## DOCUMENT
The eighth day of May we discovered up the River. We landed in the Countrey of Apamatica, at our landing, there came many stout and able Savages to resist us with their Bowes and Arrowes, in a most warlike manner, with the swords at their backes beset with sharpe stones, and pieces of yron able to cleave a man in sunder. Amongst the rest one of the chiefest standing before them crosselegged, with his Arrow readie in his Bow in one hand, and taking a Pipe of Tobacco in the other, with a bold uttering of his speech, demanded of us our being there, willing us to bee gone. Wee made signes of peace, which they perceived in the end, and let us land in quietnesse.
[Archers Hope.] The twelfth day we went backe to our ships, and discovered a point of Land, called Archers Hope, which was sufficient with a little labour to defend our selves against any Enemy. The soile was good and fruitfull, with excellent good Timber. There are also great store of Vines in bignesse of a mans thigh, running up to the tops of the Trees in great abundance. We also did see many Squirels, Conies, Black Birds with crimson wings, and divers other Fowles and Birds of divers and sundrie collours of crimson, Watchet, Yellow, Greene, Murry, and of divers other hewes naturally without any art using.
We found store of Turkie nests and many Egges, if it had not beene disliked, because the ship could not ride neere the shoare, we had setled there to all the Collonies contentment.
The thirteenth day, we came to our seating place in Paspihas Countrey, some eight miles from the point of Land, which I made mention before: where our shippes doe lie so neere the shoare that they are moored to the Trees in six fathom water.
[Their Plantation at James Towne.] The fourteenth day we landed all our men which were set to work about the fortification, and others some to watch and ward as it was convenient. The first night of our landing, about midnight, there came some Savages sayling close to our quarter: presently there was an alarum given; upon that the Savages ran away, and we not troubled any more by them that night. Not long after there came two Savages that seemed to be Commanders, bravely drest, with Crownes of coloured haire upon their heads, which came as Messengers from the Werowance of Paspihae; telling us that their Werowance was comming and would be merry with us with a fat Deare.

(Items from a data source)
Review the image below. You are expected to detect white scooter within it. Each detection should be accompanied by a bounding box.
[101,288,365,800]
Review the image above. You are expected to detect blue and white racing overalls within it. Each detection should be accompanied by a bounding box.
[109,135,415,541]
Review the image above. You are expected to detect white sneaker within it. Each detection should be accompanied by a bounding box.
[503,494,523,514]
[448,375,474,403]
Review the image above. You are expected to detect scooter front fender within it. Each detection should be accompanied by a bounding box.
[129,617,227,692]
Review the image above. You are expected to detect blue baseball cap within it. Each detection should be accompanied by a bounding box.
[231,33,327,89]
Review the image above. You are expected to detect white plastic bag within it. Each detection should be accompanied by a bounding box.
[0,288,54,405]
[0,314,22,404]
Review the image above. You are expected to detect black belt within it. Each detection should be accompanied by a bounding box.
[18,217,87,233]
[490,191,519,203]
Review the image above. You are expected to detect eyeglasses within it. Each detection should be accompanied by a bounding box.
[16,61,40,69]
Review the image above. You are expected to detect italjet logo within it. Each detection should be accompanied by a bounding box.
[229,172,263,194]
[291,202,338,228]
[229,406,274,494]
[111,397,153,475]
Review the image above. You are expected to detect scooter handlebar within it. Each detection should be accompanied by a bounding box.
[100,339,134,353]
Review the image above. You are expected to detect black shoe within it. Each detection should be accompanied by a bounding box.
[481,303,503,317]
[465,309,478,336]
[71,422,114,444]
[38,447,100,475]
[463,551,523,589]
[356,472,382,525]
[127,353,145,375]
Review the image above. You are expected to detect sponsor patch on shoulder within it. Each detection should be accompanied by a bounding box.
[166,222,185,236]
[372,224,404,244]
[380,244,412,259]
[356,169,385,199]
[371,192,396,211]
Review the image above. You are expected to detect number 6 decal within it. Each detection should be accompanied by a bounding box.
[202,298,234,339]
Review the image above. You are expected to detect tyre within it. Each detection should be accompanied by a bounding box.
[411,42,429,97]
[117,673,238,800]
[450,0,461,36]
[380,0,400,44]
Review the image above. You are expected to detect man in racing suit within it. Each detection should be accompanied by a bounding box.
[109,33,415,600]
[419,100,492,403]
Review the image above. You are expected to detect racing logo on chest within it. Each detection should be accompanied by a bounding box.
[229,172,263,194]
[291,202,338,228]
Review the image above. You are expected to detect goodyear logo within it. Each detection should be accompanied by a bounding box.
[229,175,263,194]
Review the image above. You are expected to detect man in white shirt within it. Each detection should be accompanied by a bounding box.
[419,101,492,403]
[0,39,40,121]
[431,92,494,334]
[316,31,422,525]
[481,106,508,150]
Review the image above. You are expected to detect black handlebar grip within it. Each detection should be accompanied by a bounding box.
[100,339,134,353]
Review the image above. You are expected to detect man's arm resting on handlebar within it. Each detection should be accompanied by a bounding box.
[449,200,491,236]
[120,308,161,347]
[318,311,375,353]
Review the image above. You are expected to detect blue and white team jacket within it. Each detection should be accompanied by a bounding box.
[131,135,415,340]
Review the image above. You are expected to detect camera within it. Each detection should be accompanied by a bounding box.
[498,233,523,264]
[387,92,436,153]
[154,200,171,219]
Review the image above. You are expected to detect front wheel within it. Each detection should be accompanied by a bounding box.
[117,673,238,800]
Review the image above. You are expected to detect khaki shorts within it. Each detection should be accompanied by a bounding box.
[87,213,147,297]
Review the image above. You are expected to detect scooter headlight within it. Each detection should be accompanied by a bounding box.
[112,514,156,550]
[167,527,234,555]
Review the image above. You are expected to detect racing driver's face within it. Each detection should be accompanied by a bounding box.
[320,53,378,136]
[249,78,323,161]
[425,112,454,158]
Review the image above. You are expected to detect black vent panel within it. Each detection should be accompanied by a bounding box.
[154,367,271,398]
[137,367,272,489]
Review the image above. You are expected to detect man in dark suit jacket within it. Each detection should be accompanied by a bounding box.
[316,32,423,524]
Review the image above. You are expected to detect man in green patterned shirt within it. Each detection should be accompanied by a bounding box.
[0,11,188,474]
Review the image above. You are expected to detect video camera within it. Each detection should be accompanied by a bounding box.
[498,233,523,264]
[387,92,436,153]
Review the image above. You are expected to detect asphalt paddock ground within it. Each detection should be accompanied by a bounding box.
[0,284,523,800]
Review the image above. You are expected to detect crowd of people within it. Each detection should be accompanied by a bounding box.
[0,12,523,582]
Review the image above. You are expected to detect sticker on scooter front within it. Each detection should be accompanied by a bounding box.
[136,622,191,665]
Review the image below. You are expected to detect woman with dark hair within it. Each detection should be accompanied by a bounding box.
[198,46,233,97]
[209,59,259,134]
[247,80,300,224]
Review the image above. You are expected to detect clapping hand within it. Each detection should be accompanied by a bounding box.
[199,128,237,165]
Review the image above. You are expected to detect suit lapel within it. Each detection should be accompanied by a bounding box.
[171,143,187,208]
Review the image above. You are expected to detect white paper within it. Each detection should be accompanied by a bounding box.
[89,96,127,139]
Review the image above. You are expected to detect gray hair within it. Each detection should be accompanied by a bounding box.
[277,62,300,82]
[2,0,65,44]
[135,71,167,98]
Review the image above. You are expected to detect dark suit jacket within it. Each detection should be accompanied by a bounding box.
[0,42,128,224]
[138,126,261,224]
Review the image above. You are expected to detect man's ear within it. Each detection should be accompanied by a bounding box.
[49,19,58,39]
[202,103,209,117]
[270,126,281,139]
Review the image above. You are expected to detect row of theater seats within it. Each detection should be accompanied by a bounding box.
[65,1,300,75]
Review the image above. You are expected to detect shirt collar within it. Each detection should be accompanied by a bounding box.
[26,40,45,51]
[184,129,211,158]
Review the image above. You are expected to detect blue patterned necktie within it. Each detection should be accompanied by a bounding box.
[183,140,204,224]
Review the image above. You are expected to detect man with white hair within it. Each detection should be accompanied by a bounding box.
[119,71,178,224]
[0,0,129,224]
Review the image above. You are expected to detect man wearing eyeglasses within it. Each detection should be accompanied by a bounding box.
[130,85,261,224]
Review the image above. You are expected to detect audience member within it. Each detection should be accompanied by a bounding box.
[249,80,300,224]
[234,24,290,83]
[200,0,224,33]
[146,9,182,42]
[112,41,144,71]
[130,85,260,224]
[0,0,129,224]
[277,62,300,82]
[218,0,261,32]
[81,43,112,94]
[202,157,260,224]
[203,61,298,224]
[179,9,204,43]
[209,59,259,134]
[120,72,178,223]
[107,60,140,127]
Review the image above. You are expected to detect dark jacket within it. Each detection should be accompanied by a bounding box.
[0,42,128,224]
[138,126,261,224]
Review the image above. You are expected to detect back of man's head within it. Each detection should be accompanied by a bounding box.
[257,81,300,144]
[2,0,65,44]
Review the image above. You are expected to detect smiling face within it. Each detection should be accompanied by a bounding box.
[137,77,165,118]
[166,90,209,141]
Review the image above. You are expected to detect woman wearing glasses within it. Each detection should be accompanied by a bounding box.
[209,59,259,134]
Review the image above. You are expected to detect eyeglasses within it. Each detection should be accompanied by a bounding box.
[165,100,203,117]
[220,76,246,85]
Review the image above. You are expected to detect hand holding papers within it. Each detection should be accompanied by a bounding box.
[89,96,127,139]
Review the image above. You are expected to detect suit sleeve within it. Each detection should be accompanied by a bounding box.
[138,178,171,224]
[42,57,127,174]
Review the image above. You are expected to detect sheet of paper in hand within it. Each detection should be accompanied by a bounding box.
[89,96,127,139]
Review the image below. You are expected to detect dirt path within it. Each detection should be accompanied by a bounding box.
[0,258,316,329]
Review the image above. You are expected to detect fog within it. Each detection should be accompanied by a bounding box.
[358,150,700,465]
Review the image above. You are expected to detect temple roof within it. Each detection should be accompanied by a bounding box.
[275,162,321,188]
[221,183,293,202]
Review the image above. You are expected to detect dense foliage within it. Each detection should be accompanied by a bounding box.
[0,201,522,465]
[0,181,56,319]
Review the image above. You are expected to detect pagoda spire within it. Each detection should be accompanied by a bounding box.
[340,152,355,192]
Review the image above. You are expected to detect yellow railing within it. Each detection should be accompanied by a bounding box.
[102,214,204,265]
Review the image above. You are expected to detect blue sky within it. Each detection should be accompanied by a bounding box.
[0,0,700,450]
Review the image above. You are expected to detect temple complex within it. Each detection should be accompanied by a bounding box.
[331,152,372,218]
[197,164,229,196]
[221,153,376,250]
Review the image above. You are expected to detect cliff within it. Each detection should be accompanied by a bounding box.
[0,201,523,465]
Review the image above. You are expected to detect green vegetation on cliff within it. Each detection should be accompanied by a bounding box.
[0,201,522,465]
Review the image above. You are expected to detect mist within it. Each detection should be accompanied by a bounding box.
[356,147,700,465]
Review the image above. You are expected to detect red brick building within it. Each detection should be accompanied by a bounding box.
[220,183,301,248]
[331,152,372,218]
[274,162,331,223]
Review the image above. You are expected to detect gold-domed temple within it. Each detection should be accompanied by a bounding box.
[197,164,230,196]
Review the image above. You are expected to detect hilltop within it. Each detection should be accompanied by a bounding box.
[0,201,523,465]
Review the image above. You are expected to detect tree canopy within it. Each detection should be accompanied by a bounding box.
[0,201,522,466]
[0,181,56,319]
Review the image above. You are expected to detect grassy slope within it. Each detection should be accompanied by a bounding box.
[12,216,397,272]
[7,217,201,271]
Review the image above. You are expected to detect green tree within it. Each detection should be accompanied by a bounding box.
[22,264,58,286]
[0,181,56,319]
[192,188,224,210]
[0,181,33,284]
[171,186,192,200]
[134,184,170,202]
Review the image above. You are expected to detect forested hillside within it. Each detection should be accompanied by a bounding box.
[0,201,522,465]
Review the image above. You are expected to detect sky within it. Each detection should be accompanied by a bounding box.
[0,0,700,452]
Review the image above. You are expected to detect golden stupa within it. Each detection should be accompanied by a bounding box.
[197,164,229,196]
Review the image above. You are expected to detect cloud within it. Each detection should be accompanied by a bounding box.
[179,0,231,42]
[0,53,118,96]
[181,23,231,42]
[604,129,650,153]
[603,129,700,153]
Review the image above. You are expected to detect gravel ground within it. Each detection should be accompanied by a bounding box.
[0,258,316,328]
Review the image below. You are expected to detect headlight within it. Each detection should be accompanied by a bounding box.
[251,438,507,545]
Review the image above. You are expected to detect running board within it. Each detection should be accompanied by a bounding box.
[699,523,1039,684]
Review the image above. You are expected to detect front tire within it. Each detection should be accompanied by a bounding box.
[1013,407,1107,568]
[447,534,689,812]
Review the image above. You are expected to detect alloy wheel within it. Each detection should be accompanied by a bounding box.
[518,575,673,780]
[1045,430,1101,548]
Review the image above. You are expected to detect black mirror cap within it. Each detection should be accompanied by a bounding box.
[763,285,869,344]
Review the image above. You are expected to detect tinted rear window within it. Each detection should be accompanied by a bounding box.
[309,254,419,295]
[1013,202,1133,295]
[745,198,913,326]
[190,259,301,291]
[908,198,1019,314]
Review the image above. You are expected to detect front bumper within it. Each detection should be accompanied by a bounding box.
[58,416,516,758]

## YOUR GOAL
Using the river voyage account above, list every day of the month that it gives for the party's movements.

## RESULT OF THIS EXERCISE
The eighth day (of May), the twelfth day, the thirteenth day, and the fourteenth day.